◆ **WRITTEN INSTRUCTION**:
Report every line in the records below that contains the word "jacket". Matching is case-sensitive.

Records from a dataset:
⁂

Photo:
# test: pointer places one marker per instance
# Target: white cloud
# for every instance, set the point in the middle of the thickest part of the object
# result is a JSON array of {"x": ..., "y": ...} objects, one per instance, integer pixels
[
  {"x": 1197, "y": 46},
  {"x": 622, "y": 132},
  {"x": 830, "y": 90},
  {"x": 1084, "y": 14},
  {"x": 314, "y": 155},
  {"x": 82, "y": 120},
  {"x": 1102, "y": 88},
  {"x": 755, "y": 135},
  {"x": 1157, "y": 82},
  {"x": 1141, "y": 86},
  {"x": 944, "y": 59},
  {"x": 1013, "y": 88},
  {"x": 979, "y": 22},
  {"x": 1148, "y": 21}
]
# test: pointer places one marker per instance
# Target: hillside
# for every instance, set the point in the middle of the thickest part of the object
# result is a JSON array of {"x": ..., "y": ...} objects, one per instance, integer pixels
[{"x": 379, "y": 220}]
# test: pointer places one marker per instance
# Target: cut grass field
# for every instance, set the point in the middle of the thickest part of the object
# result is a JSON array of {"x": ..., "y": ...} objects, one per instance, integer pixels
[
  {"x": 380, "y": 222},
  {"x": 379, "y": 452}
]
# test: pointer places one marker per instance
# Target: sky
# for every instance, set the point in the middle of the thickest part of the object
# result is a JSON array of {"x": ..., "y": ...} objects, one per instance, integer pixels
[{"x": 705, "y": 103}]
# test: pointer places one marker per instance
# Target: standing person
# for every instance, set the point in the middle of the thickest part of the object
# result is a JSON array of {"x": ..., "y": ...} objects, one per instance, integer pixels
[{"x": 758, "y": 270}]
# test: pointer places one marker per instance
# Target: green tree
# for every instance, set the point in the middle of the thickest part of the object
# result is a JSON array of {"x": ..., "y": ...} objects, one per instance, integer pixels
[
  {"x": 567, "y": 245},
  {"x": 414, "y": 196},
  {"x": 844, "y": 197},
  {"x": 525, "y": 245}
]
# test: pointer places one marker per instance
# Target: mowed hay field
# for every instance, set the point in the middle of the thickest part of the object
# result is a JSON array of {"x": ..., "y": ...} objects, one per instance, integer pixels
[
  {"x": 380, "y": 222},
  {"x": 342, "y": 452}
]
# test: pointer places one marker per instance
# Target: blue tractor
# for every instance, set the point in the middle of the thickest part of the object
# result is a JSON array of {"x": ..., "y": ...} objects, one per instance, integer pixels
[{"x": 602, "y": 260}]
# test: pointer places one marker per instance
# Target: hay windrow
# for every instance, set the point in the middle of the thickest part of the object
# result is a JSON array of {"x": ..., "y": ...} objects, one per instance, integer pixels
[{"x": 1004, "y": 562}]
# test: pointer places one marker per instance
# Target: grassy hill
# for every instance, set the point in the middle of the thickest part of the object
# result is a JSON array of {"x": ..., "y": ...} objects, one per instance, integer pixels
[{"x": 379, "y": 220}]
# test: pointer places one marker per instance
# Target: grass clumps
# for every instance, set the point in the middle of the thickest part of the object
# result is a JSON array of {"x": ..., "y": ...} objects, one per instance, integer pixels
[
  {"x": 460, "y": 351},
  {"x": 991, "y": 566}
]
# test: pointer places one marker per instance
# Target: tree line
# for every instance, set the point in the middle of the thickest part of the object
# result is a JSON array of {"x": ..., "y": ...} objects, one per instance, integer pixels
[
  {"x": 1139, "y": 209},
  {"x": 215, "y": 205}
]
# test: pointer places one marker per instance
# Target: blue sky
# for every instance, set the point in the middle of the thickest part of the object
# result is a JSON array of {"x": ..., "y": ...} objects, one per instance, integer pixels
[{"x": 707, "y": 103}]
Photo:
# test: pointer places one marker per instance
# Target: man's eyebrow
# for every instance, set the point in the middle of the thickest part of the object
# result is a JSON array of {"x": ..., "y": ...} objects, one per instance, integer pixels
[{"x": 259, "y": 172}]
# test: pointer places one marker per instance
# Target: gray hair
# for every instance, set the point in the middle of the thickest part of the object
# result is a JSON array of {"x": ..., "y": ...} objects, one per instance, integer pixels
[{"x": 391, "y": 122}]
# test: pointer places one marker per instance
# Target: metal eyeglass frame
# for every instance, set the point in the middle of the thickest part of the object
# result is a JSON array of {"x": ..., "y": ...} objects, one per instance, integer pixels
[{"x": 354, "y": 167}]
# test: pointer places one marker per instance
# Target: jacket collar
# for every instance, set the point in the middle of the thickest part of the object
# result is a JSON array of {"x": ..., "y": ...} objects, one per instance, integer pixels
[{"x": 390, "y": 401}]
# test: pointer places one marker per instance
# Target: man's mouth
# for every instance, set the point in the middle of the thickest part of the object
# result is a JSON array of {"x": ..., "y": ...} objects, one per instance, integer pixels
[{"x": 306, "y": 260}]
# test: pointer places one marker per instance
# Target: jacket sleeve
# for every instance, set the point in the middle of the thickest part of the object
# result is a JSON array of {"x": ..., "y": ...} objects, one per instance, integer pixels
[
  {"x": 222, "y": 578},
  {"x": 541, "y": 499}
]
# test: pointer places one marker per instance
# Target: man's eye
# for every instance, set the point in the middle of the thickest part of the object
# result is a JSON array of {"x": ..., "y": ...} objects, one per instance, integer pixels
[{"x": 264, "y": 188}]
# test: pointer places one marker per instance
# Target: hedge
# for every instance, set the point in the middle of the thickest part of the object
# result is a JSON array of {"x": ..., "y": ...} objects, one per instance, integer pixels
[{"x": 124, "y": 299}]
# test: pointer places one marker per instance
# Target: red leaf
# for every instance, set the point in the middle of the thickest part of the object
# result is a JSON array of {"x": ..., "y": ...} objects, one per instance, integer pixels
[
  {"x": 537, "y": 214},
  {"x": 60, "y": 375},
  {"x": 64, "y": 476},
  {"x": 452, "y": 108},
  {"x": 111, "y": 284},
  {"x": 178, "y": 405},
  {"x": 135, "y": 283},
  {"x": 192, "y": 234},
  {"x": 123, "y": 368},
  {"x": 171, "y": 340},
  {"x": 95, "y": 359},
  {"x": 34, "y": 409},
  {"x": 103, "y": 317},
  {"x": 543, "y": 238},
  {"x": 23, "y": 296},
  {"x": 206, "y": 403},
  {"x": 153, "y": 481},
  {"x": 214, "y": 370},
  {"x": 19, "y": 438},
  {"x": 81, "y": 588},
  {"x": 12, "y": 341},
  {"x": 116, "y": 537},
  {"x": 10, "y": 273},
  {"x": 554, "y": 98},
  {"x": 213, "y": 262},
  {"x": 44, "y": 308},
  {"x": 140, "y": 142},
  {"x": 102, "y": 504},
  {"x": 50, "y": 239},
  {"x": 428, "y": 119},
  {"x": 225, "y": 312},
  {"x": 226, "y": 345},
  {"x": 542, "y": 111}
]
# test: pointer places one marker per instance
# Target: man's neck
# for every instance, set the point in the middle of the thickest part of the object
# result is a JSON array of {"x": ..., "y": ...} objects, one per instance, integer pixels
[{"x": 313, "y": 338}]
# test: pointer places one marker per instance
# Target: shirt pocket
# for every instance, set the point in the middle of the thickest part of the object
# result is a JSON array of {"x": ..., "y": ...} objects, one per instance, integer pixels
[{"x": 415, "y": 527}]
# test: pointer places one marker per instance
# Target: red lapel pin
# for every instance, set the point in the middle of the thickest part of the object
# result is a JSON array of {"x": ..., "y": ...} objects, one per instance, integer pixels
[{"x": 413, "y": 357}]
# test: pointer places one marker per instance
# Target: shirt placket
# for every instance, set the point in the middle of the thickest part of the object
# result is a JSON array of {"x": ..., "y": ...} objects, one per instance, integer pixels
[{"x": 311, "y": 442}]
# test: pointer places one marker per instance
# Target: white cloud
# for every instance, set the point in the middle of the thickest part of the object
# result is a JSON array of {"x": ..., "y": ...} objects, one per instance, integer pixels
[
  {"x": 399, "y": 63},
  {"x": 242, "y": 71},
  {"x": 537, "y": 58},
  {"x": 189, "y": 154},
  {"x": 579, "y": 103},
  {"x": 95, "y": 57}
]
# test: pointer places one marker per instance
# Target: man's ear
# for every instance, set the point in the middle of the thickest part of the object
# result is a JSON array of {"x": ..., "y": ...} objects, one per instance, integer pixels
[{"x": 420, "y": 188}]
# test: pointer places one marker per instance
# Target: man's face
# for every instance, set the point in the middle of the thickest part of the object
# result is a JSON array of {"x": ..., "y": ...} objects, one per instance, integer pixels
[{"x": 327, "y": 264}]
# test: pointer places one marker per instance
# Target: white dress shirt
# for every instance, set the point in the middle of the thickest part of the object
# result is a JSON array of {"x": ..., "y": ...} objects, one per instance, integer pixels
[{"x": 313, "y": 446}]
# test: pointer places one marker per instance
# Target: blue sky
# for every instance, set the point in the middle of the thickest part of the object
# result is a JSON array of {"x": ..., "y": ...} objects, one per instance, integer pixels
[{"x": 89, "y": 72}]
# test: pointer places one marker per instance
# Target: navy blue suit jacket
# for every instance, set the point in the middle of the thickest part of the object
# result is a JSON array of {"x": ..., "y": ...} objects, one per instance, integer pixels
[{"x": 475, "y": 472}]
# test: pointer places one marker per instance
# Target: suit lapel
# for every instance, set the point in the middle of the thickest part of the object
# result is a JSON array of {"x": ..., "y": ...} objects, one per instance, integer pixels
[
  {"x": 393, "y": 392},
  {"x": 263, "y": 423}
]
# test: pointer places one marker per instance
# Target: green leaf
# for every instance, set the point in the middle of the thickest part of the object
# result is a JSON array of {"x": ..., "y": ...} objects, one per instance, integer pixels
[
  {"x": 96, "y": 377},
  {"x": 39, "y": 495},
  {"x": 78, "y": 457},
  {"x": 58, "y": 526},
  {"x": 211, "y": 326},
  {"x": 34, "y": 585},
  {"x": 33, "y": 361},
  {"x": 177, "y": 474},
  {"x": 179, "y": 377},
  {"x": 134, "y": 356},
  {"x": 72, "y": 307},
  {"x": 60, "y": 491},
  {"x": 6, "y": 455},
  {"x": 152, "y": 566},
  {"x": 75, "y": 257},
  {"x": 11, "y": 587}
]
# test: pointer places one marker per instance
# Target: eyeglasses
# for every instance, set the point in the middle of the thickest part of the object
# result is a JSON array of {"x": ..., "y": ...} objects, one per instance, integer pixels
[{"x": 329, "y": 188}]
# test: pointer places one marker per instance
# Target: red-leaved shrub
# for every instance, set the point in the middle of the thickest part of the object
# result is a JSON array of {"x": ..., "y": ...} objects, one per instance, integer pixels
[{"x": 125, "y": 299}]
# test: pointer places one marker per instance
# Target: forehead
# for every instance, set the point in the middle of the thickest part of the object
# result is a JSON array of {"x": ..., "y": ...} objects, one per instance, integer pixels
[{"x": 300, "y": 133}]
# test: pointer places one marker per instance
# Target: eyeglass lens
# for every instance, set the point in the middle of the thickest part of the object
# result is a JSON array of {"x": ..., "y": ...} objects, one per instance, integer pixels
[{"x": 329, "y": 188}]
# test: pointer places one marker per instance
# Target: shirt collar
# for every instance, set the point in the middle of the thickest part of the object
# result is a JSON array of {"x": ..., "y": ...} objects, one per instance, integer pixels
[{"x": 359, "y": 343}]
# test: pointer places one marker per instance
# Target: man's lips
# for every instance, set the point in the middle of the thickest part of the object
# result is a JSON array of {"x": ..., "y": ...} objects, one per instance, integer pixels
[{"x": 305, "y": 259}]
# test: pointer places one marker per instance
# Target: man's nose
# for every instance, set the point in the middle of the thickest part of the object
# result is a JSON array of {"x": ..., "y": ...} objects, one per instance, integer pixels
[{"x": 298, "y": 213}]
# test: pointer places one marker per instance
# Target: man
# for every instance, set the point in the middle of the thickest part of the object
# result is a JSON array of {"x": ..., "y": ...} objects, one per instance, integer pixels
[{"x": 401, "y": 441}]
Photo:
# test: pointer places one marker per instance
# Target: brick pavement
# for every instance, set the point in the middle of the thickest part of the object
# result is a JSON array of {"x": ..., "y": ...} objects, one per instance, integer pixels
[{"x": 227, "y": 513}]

⁂

◆ **REPLY**:
# Target: jacket collar
# Target: jacket sleeve
# Target: navy blue suit jacket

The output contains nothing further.